Trabalho a fazer
**1)** Diga se cada afirmação abaixo está de acordo com o texto sobre a convenção de 1999 e responda sim ou não, citando literalmente as palavras do texto que decidem a questão.
(a) A convenção de 1999 ocorreu no Palácio de Convenções do Anhembi, em São Paulo.
(b) Na Convenção Geral de Belo Horizonte, em 1997, o pastor Túlio venceu José Wellington.
(c) O panfleto distribuído pelo pastor Túlio tinha o título "Mudança de rumo".
**2)** Por favor, prossiga com o texto sobre a convenção de 1999 a partir do ponto em que ele termina.

Texto extraído
- - - -

Revisitando as Convenções Gerais: 1999 - A CGADB da liminar

"São teus inimigos todos aqueles que se sentem ofendidos pelo fato de ocupares o principado; e também não podes conservar como amigos aqueles que te puseram ali, pois estes não podem ser satisfeitos como pensam." 
Nicolau Maquiavel, O príncipe, capítulo III


Certamente, a CGADB, realizada no Palácio de Convenções do Anhembi, na cidade de São Paulo/SP, entre os dias 11 e 15 de janeiro de 1999, foi a mais polêmica da década que se encerrava. Cyro Mello, colunista do Mensageiro da Paz, chamou-a de "Convenção da liminar", onde os "discursos e assuntos discutidos ficaram 95% só para quem entendessem de leis". As liminares (ordem judicial provisória que analisa um pedido urgente) foram a parte visível e pública das intensas disputas de bastidores pelo controle da CGADB. 

No Anhembi, em 1999, o Pastor José Wellington da Costa disputou novamente a presidência da CGADB com o Pastor Túlio Barros Ferreira, da AD em São Cristóvão/RJ. Na Convenção Geral em Belo Horizonte, em 1997, Wellington havia vencido o pastor Túlio com 65,45% dos votos válidos, mas o movimento de líderes descontentes com os rumos da CGADB voltou à carga naquele conclave. 

Wellington confessou em sua biografia que o Pastor Túlio foi seu "concorrente mais temido". O líder da histórica AD carioca criticava o abandono da igreja na parte doutrinária e a apatia da administração Costa à frente da entidade. O líder do Belenzinho, por sua vez, questionava o legado do pastor Túlio que, segundo ele, em quatro gestões como presidente da CGADB havia deixado somente uma fotografia sua na parede da sede da instituição. 

Meses antes da convenção, o pastor Túlio Barros distribuiu entre os ministros presentes em São Paulo um panfleto crítico à Mesa Diretora da Convenção. O impresso recebeu o sugestivo título de "Mudança de rumo" e era direcionado "aos pastores das Assembleias de Deus no Brasil, cuja visão está acima de qualquer interesse pessoal...".

- - - -

Registros de dados
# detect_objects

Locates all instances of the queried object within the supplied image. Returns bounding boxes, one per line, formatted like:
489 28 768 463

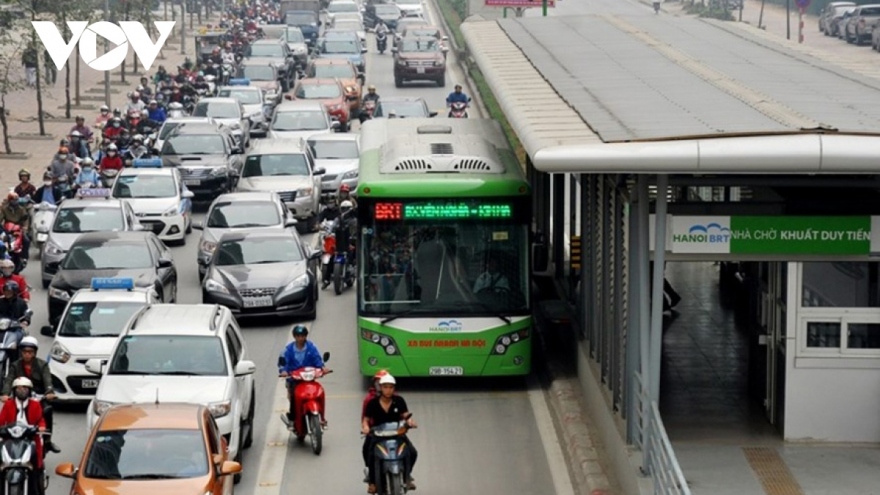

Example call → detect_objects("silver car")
40 198 144 289
309 133 360 200
193 191 297 280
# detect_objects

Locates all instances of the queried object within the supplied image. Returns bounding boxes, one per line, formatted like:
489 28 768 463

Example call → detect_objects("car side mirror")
235 360 257 376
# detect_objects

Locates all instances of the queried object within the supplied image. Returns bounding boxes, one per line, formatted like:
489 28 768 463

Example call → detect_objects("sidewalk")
0 12 216 189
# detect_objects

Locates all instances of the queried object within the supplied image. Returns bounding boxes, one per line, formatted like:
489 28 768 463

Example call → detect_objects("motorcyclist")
361 373 419 493
278 325 328 427
0 259 31 302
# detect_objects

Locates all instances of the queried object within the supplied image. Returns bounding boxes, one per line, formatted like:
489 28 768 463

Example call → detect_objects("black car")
202 230 321 319
49 232 177 325
373 96 437 119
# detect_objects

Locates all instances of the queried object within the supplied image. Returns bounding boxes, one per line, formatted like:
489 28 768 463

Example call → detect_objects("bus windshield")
358 214 529 316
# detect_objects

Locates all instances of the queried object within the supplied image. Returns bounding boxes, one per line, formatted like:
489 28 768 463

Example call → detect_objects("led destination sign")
373 201 513 220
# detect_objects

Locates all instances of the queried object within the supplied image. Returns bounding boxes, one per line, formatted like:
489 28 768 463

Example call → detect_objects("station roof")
462 14 880 173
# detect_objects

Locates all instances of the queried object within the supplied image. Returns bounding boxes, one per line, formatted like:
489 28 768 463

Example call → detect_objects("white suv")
86 304 256 472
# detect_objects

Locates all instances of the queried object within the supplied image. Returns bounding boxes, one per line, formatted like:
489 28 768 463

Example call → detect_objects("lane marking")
528 376 574 495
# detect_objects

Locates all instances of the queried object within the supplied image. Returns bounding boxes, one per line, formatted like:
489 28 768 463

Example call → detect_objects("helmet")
12 378 34 388
18 335 40 351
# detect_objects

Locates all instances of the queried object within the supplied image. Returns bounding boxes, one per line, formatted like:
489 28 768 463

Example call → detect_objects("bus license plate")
428 366 464 376
244 297 272 308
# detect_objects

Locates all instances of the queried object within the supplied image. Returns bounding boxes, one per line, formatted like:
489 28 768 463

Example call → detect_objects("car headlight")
92 399 113 416
49 287 70 301
208 400 232 418
49 342 70 363
205 278 229 294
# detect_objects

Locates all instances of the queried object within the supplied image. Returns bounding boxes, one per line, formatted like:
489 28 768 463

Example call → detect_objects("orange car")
285 77 351 131
306 58 364 114
55 403 241 495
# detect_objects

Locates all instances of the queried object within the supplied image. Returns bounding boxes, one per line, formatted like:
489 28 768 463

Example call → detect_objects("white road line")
528 376 574 495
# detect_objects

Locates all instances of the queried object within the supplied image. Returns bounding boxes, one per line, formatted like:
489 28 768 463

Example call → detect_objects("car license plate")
244 297 272 308
428 366 464 376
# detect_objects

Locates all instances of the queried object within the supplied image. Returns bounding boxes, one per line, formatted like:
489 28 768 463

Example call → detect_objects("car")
161 124 243 198
193 97 251 149
308 133 360 199
55 402 241 495
217 84 272 137
153 117 220 154
193 191 298 281
364 3 403 31
244 39 296 91
318 36 367 73
86 304 258 474
238 139 325 232
235 60 284 100
391 37 446 88
202 230 322 320
268 100 339 139
48 232 177 326
40 278 159 402
112 162 195 246
291 77 351 132
306 58 364 113
40 189 144 289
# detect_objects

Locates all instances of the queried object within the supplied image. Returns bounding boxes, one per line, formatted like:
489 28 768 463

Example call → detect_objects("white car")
40 278 157 402
112 158 193 244
85 304 256 462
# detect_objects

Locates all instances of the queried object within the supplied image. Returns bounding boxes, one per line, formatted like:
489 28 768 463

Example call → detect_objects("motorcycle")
0 423 49 495
370 421 410 495
281 352 331 455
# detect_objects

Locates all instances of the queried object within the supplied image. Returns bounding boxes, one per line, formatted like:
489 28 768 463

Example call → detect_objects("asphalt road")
25 0 572 495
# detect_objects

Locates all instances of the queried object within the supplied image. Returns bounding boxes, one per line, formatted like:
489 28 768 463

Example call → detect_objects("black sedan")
202 230 321 319
49 232 177 325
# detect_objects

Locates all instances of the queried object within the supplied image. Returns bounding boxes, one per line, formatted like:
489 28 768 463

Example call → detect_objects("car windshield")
82 428 209 480
162 134 226 155
217 89 263 105
295 82 342 100
322 40 361 54
61 242 154 270
241 65 276 81
241 153 309 179
214 238 303 266
113 174 178 198
245 43 284 58
107 335 228 376
58 301 146 337
398 38 440 52
309 139 360 160
52 206 125 234
272 111 330 131
193 101 241 119
207 201 281 229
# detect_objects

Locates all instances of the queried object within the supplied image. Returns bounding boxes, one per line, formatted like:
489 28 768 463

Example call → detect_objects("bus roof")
358 118 530 198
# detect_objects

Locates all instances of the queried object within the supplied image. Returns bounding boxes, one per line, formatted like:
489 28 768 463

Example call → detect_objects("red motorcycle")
281 352 330 455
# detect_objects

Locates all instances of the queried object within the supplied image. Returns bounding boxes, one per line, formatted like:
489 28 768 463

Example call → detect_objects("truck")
280 0 321 46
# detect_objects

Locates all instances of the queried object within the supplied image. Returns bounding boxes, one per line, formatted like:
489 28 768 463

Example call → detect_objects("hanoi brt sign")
31 21 175 71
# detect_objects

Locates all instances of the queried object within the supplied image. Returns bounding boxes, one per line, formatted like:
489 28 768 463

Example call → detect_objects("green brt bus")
357 119 533 376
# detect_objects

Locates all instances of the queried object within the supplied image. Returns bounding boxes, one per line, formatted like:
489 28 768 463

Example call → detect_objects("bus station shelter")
462 14 880 493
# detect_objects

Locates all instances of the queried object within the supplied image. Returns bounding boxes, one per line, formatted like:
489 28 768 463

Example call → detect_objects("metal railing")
634 373 691 495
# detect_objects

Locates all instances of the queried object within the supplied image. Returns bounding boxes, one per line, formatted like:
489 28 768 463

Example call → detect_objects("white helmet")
12 376 34 388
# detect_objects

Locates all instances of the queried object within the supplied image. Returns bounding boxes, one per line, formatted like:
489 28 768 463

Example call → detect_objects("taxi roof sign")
76 187 110 198
131 158 162 168
92 277 134 290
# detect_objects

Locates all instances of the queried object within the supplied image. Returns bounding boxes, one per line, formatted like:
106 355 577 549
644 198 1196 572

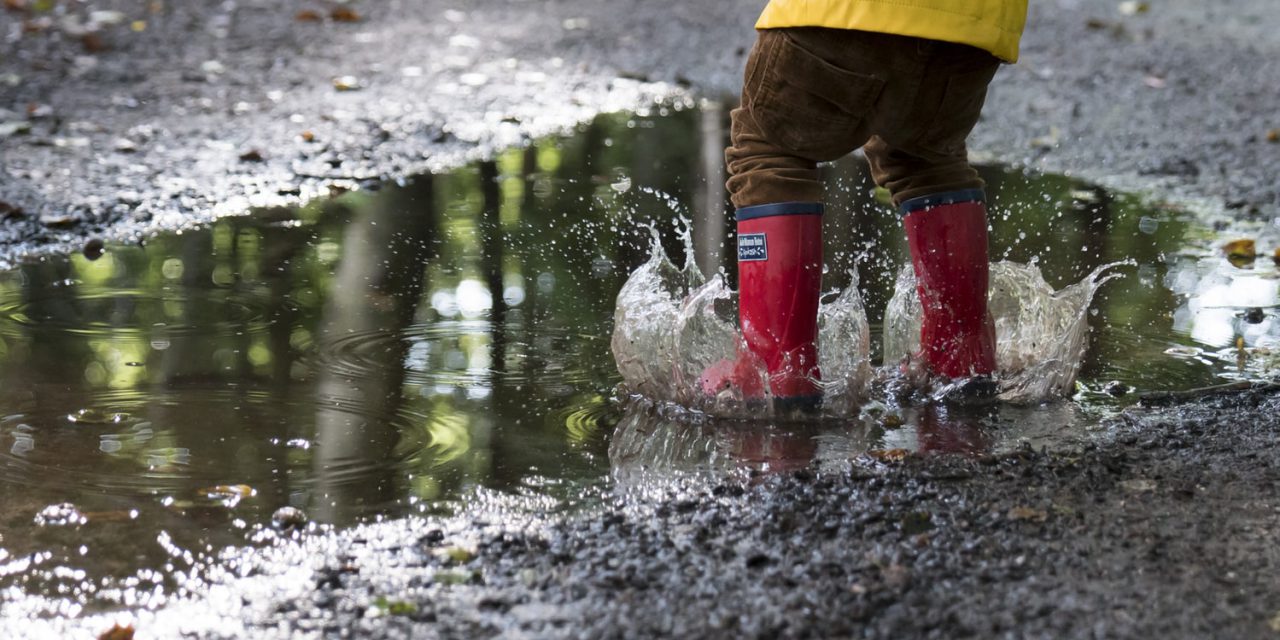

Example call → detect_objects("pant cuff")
897 189 987 215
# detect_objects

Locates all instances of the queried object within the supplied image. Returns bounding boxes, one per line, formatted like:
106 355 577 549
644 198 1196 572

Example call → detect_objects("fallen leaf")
329 6 360 22
374 595 417 616
333 76 361 91
867 449 911 462
1006 507 1048 522
0 120 31 138
899 511 933 535
1222 238 1257 266
97 625 133 640
1120 477 1156 493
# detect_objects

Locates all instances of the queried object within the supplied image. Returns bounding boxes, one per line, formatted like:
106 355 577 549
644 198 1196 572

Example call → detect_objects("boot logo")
737 233 769 262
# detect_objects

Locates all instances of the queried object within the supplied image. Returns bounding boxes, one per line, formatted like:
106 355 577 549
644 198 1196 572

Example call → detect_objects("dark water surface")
0 111 1280 613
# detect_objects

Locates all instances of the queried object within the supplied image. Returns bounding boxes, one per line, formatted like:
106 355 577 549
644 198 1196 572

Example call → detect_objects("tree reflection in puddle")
0 110 1275 613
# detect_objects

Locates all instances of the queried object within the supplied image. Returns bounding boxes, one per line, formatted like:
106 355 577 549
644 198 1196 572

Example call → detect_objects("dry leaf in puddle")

- - - -

As respostas
**1)**
(a) Sim: "realizada no Palácio de Convenções do Anhembi, na cidade de São Paulo/SP"
(b) Não: "Wellington havia vencido o pastor Túlio com 65,45% dos votos válidos"
(c) Sim: "O impresso recebeu o sugestivo título de "Mudança de rumo""

**2)**
Em seus "considerandos", o libelo alertava que a CGADB, "há algum tempo", estava operando "fora dos seus propósitos" e que a instituição deveria "atender aos interesses comuns da Igreja, sem que isso se tornasse um meio de promoção pessoal ou de interesse grupais ou mesmo o uso de nepotismo contrário aos ensinamentos bíblicos". 

José Wellington e Túlio Barros na CGADB da liminar

Os demais parágrafos refletiam os ânimos de muitos caciques da CGADB: falta de oportunidades e participação na Mesa Diretora e seus órgãos "tomados em rodízio constante, por longos anos, por grupos de interesse". O documento revelava a insatisfação das lideranças mais expressivas das ADs, que se sentiam alijados pelo status quo. 

Em suas últimas linhas no livrete, conclamava-se os convencionais a reivindicar "os princípios históricos de uma Convenção democrática, sem que novamente caíssemos nas mãos de um governo autocrático e caudilhístico". As palavras eram fortes e reveladoras do clima de bastidores da Convenção Geral daquele ano.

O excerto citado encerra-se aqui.